■ **WORK REQUIRED**: Locate every line in the records below that contains the string "person" and copy each such line in full. Matching is case-sensitive.

■ **MATERIAL PROVIDED**:
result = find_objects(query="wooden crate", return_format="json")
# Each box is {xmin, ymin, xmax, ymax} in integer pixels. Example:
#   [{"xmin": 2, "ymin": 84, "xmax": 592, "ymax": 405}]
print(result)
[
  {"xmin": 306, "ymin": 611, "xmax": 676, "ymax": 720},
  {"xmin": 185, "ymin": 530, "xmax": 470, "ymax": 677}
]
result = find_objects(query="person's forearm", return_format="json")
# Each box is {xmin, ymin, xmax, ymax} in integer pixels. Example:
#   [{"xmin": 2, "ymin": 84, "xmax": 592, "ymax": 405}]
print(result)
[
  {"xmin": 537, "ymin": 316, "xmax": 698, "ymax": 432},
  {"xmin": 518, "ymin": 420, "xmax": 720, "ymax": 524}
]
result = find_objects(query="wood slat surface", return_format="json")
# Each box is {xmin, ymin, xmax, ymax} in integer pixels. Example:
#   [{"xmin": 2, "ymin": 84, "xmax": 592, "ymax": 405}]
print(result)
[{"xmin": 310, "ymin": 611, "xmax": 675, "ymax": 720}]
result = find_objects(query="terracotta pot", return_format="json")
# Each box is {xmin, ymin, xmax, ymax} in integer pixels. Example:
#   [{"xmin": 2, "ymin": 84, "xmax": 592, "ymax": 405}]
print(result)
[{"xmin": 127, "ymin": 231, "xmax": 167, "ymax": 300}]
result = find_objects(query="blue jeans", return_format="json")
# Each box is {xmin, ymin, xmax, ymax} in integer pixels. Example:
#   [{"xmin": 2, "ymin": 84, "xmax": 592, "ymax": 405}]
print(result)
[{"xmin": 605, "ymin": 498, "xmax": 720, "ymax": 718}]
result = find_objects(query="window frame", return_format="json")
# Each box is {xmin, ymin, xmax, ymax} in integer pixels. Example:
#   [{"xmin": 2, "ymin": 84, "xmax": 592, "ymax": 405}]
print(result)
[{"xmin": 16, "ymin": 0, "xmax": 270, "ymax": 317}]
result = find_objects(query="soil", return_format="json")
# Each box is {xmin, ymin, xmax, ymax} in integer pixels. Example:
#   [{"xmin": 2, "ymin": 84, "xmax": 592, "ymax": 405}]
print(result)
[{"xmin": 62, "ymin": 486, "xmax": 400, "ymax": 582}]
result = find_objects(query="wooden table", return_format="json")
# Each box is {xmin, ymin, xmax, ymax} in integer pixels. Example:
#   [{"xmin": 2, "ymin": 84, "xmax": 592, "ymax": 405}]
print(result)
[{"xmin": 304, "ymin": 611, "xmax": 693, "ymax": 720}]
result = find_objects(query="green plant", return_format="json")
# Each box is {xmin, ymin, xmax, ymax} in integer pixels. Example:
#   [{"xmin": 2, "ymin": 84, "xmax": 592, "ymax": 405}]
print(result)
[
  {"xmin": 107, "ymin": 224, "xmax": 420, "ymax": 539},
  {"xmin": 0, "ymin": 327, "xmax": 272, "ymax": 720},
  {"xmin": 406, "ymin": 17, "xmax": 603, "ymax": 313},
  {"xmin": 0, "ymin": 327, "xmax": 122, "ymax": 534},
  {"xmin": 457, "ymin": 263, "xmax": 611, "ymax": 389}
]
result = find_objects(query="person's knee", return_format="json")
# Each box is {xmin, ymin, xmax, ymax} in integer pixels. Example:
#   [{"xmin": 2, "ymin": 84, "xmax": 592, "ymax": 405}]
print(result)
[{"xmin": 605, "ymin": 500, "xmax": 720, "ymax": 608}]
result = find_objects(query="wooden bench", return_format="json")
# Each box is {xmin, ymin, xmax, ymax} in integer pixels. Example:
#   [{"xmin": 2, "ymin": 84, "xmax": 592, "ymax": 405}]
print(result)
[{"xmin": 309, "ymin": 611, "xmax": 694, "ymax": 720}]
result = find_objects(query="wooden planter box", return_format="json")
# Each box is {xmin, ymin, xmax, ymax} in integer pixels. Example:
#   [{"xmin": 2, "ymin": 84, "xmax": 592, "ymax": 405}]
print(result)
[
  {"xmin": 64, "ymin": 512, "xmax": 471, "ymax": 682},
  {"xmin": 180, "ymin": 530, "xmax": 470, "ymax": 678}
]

■ **THE RESPONSE**:
result = find_objects(query="person's forearm", return_format="json")
result = find_objects(query="person's knee", return_format="json")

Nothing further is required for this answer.